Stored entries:
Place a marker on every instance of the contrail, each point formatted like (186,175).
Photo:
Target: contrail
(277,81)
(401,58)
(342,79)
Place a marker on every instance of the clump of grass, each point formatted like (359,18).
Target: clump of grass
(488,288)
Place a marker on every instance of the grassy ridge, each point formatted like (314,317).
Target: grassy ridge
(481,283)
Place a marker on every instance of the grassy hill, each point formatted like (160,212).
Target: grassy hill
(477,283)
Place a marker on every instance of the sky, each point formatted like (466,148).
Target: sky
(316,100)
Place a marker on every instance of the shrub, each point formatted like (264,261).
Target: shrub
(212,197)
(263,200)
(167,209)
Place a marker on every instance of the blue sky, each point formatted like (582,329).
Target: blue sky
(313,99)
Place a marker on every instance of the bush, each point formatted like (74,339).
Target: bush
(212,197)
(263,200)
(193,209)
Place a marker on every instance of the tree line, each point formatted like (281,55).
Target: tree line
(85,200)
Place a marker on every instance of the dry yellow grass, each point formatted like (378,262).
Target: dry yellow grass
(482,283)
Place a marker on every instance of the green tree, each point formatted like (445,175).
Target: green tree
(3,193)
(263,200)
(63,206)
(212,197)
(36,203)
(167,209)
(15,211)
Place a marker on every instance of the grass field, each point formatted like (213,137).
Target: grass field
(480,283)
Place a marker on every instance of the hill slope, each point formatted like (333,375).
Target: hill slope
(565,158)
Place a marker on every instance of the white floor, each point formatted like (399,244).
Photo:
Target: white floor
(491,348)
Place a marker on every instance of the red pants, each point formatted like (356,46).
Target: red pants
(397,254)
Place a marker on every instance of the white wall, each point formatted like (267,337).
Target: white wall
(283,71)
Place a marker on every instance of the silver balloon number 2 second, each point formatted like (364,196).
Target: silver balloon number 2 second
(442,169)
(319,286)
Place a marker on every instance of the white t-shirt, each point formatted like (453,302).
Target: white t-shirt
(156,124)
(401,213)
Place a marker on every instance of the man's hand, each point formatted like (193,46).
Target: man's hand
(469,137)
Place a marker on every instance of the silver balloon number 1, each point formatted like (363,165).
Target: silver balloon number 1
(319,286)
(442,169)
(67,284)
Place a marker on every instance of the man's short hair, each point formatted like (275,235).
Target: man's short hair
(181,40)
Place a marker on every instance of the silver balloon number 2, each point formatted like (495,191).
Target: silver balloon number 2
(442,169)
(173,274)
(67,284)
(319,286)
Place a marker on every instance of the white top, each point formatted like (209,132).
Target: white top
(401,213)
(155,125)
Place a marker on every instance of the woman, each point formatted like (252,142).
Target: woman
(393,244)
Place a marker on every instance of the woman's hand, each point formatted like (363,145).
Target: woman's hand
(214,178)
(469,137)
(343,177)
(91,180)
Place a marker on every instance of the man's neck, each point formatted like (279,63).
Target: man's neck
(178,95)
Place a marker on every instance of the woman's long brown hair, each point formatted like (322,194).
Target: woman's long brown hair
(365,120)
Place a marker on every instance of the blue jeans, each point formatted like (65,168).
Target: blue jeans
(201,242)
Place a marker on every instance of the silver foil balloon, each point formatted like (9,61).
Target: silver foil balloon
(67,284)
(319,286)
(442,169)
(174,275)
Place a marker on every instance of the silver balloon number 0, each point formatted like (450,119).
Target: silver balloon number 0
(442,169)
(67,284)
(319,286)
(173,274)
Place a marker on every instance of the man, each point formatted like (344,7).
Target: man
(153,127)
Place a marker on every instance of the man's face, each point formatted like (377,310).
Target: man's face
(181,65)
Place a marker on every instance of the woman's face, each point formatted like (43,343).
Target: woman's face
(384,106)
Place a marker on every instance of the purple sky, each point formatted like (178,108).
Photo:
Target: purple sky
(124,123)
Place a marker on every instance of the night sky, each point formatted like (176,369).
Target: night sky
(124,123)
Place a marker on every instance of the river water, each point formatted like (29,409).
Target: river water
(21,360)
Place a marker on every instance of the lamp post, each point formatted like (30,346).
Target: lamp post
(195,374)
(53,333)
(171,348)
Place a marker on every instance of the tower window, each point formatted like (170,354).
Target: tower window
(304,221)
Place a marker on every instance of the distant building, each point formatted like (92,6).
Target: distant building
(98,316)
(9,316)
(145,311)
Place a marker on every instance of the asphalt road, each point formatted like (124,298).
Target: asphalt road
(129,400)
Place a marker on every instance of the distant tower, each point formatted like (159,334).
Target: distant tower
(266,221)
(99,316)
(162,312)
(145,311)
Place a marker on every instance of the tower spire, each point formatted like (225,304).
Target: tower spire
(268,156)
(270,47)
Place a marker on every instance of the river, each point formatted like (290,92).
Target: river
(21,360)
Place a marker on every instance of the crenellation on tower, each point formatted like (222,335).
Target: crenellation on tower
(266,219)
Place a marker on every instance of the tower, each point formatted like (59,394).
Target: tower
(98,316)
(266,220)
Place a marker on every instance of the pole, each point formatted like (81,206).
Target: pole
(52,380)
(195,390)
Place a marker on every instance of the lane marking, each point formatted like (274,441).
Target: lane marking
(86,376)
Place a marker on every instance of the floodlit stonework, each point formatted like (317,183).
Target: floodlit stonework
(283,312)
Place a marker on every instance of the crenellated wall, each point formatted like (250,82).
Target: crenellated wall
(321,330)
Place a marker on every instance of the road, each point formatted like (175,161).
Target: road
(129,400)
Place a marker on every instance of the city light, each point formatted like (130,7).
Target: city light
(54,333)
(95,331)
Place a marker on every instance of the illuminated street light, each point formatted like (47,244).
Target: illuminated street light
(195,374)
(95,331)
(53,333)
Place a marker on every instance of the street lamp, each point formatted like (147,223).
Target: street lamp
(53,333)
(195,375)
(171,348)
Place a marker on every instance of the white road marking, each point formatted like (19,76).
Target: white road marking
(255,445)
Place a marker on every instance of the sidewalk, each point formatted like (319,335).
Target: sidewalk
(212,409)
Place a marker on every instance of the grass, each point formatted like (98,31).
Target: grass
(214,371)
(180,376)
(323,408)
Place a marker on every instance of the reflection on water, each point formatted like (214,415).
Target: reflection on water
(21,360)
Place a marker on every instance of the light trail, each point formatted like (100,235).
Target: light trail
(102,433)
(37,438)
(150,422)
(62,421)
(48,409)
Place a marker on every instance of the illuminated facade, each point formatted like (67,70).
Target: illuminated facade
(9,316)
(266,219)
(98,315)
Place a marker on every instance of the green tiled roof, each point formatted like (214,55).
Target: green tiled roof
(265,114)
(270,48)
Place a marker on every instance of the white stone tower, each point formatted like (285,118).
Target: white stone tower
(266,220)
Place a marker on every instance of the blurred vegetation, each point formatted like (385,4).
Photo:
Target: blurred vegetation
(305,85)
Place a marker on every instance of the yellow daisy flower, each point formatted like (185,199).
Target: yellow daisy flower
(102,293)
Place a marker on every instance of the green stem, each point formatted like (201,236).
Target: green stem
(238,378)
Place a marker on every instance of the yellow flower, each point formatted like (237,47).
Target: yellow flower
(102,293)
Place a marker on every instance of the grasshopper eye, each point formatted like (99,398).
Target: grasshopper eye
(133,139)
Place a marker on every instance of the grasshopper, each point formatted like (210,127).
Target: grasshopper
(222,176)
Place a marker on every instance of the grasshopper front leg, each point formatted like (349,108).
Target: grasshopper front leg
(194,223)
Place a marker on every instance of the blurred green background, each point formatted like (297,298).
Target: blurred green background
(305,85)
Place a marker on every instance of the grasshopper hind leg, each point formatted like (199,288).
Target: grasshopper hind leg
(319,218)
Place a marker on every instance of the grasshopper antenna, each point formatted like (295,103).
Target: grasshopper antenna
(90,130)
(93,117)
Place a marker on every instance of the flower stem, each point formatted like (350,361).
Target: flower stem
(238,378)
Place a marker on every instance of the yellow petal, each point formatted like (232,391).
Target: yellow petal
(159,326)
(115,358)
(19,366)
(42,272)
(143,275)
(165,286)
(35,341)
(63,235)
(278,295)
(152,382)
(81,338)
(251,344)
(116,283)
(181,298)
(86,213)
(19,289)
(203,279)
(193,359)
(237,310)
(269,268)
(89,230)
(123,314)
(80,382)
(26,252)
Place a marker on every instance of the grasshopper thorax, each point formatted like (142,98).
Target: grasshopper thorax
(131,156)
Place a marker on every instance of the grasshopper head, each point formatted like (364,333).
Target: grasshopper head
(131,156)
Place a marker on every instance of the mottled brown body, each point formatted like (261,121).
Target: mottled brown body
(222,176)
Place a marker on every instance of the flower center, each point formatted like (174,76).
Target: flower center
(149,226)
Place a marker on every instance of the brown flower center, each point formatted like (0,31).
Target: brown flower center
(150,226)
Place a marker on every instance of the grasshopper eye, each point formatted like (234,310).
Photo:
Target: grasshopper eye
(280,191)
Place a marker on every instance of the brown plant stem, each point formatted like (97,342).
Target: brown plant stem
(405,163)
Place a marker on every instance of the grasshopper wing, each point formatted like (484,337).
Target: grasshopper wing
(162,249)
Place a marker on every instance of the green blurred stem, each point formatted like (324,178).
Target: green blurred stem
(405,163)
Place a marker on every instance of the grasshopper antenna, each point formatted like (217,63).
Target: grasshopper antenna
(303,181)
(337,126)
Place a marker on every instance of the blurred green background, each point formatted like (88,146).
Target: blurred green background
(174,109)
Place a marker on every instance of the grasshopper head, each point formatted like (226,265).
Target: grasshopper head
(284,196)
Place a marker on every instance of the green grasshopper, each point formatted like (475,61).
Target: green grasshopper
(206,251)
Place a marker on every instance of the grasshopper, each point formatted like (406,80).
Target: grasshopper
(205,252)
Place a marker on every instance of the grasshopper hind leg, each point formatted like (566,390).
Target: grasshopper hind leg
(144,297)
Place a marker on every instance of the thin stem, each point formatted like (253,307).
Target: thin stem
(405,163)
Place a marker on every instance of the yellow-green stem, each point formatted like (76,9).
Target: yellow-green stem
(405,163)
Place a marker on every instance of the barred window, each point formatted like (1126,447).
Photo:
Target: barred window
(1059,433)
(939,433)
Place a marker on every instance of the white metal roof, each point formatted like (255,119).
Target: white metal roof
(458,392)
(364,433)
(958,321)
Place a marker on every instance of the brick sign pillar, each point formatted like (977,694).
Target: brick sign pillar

● PROBLEM:
Among the records above, which lines hold the word "sign"? Copy each one.

● EXERCISE RESPONSE:
Place a marker on every instance of the brick sign pillar, each point formatted like (977,694).
Target: brick sign pillar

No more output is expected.